Exercise: Give only the number of lines in the records that contain the string "valance". Case counts.

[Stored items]
--- BEGIN ---

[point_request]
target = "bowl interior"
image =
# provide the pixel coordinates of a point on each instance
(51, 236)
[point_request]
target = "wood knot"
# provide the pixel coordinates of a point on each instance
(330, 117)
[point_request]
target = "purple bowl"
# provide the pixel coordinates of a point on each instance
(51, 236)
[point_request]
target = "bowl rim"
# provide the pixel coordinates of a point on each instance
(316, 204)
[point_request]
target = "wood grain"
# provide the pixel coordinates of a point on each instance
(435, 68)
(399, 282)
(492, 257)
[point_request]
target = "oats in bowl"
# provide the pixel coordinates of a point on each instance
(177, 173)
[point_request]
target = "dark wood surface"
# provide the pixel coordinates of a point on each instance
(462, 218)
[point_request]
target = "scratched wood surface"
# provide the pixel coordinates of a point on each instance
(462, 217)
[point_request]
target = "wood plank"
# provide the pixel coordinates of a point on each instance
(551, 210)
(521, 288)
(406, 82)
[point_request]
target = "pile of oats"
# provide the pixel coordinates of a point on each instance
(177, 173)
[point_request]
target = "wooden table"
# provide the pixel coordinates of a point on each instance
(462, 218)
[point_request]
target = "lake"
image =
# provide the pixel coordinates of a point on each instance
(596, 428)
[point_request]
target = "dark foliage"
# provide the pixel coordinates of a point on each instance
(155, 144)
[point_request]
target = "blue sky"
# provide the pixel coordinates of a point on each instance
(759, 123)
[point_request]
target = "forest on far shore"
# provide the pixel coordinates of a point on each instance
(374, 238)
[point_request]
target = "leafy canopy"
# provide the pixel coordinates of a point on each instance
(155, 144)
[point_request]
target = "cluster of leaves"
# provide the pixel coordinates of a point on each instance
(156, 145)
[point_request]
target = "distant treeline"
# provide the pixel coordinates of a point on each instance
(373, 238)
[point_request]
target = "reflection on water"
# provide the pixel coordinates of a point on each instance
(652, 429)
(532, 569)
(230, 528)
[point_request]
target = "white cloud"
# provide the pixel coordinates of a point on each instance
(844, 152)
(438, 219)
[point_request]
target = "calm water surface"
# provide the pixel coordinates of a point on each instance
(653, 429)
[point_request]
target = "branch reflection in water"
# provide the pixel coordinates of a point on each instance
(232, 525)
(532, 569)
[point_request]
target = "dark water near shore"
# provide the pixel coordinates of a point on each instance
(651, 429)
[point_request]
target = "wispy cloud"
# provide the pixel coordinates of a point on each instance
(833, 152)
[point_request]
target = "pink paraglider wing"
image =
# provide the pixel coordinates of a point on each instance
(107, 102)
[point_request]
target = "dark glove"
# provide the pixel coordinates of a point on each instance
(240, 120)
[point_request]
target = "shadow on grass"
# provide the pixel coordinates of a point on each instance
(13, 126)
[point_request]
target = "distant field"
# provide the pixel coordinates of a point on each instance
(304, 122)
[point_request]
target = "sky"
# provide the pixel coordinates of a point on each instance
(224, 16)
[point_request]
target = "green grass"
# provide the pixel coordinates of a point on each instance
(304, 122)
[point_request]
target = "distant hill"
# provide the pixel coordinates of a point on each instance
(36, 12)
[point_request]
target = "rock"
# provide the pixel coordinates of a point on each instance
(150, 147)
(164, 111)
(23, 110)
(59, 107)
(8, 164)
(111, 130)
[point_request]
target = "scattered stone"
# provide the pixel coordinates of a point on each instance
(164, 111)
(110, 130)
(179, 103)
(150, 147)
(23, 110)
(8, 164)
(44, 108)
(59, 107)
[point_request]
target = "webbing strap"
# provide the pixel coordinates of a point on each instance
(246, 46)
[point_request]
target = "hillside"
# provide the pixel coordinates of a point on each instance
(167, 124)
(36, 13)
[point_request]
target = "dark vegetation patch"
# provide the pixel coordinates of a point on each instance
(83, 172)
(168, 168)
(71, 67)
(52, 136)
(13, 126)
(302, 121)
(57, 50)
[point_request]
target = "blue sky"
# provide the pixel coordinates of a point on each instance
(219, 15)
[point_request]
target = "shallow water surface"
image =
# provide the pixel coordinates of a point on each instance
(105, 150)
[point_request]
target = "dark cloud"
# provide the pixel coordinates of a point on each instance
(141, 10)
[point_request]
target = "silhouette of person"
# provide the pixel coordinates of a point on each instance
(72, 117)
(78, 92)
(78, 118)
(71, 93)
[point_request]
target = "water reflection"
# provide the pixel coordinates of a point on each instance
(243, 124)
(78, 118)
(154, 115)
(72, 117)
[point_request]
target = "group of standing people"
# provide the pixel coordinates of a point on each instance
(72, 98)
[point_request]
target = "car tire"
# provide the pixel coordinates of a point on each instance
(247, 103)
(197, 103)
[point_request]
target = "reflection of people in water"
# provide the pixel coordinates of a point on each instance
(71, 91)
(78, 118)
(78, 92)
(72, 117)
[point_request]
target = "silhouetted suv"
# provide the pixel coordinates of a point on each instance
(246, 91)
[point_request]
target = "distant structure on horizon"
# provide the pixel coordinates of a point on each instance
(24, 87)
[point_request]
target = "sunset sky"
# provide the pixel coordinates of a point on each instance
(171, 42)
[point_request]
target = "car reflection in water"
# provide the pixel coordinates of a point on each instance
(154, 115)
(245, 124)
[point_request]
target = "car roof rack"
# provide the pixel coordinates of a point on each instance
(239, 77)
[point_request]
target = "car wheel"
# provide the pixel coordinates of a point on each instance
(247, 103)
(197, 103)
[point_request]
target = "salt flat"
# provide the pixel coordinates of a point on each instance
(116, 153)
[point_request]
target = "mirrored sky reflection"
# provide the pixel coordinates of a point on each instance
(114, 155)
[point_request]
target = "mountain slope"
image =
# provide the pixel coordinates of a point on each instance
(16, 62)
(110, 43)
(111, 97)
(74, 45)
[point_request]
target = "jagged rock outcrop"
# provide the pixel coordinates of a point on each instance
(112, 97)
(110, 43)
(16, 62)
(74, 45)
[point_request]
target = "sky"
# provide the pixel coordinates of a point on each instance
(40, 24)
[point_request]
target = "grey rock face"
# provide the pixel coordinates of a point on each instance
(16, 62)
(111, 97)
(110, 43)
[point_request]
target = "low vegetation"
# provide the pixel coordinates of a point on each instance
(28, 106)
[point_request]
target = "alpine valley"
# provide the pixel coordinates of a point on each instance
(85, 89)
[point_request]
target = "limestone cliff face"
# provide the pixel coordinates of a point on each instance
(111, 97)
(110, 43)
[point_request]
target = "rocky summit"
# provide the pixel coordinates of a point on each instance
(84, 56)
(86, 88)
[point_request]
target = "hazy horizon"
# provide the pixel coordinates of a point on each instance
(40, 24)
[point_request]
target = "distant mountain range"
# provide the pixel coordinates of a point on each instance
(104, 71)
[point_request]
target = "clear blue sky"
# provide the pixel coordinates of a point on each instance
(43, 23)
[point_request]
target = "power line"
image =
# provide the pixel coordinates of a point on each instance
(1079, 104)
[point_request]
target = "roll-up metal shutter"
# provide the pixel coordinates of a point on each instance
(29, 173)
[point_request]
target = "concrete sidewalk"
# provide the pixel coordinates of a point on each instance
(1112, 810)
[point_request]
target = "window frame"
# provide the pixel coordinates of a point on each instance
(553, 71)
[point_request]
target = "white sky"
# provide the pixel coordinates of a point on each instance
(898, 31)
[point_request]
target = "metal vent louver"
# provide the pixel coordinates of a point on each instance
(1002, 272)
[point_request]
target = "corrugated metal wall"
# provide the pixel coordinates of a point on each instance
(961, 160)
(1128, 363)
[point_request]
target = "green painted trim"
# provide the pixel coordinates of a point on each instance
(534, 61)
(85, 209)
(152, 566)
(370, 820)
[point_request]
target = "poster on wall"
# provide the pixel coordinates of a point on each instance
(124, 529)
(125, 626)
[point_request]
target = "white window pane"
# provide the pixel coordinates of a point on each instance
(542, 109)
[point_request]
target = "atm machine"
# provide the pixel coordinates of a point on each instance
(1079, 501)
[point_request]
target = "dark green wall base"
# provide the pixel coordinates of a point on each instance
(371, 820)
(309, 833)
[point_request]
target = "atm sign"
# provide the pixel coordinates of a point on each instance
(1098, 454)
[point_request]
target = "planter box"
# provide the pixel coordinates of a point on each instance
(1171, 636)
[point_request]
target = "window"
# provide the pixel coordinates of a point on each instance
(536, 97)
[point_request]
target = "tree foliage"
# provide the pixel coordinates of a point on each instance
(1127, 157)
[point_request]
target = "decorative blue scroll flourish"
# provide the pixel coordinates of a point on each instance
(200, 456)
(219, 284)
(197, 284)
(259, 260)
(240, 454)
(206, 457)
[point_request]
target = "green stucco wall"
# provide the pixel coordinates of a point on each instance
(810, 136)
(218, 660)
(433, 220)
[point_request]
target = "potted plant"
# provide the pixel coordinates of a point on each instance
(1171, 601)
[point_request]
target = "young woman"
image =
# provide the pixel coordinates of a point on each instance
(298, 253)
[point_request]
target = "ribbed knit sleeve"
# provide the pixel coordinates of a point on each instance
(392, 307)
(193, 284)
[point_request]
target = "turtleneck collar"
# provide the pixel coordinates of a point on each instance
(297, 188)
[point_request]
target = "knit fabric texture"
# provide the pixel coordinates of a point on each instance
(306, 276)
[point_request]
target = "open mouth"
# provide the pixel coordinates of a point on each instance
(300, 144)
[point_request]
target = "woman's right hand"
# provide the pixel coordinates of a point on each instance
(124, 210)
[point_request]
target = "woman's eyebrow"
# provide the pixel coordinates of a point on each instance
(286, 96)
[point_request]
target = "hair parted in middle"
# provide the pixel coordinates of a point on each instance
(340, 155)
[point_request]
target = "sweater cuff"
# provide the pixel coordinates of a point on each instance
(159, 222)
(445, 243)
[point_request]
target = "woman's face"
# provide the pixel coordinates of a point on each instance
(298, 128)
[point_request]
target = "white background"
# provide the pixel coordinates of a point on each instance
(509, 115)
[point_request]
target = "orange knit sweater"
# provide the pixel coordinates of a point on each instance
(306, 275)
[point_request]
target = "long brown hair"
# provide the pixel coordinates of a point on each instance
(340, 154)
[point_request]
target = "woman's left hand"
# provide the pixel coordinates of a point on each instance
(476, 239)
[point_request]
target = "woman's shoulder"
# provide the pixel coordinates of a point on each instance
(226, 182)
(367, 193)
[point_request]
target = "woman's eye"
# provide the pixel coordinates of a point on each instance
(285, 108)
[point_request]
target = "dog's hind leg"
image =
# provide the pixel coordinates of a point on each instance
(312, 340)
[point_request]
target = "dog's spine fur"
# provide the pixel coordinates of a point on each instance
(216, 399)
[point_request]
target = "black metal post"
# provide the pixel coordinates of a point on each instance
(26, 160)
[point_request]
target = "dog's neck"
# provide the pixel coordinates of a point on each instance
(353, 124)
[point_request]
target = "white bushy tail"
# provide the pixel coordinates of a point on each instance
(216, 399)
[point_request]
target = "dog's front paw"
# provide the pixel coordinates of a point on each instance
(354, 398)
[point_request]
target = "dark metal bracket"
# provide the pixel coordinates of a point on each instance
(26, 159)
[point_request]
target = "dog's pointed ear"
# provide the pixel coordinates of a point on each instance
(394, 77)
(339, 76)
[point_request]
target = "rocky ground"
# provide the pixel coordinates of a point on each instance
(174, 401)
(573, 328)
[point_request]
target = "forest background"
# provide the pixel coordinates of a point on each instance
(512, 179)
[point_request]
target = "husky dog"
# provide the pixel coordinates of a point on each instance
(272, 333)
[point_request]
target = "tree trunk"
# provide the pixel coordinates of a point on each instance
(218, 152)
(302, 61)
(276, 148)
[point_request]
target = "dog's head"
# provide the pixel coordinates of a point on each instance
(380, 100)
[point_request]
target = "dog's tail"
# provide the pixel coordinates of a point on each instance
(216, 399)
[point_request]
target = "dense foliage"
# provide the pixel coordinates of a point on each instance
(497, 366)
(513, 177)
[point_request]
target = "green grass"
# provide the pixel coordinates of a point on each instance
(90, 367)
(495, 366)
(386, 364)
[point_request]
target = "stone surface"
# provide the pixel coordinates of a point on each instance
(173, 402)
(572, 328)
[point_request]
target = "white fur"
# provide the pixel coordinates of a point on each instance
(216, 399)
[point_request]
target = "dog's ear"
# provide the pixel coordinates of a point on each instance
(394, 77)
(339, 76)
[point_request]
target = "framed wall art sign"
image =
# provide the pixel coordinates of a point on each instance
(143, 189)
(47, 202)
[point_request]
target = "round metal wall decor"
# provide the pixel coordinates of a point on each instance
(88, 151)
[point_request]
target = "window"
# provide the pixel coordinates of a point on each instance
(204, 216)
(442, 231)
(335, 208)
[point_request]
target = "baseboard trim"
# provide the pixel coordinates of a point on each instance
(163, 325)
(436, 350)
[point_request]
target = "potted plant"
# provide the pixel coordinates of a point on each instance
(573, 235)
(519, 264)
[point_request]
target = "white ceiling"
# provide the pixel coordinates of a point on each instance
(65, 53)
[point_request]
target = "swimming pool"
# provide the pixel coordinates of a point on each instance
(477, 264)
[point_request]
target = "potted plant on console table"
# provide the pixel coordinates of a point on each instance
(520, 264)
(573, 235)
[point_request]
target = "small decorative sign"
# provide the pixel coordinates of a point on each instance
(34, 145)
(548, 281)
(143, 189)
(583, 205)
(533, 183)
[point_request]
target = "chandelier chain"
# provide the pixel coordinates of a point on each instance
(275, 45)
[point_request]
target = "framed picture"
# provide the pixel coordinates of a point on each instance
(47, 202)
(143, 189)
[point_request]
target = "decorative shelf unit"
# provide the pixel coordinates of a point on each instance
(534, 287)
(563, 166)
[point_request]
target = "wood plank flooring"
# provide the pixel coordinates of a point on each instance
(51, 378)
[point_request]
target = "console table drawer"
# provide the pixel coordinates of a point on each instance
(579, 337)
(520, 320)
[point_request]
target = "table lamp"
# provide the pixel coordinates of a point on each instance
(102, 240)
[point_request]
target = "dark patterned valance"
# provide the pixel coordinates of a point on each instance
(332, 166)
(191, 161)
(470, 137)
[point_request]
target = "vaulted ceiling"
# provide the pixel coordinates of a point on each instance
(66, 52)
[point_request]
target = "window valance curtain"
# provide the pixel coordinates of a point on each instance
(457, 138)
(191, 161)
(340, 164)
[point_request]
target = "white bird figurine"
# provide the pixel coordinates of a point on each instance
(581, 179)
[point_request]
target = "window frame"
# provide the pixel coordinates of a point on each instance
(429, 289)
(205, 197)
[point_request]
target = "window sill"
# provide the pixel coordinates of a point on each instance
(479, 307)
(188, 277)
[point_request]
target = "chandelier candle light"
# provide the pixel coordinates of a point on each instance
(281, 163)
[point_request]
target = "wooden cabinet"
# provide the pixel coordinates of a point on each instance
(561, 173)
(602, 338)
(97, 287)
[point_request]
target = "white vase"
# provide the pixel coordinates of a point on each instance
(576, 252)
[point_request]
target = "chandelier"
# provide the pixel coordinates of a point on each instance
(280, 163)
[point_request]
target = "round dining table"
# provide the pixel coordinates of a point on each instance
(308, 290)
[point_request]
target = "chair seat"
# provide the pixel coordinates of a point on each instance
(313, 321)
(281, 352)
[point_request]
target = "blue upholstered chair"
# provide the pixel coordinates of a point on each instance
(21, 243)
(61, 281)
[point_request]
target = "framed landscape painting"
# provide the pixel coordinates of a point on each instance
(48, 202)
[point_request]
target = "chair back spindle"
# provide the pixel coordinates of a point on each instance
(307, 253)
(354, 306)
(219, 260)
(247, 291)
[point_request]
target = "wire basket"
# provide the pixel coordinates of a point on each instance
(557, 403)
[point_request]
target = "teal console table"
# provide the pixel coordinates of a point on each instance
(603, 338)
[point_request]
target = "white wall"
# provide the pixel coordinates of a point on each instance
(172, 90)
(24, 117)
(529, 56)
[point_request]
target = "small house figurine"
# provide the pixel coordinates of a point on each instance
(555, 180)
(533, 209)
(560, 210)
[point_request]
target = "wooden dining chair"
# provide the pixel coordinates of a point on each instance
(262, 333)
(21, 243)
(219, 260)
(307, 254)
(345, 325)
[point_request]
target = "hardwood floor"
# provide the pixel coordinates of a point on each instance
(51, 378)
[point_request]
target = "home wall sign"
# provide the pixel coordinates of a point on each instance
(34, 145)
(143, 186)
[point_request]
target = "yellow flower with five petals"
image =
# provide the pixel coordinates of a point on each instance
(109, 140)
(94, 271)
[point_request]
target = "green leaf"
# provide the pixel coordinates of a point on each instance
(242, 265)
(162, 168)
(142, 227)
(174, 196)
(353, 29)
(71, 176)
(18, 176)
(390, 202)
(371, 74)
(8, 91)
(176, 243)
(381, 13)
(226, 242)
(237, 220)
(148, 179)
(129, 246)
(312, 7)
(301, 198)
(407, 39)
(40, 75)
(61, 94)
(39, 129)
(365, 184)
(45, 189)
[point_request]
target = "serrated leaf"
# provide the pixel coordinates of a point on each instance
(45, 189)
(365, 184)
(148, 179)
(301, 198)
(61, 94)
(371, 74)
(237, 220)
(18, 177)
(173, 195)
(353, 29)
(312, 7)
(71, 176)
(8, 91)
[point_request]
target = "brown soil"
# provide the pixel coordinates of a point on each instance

--- END ---

Task answer: 2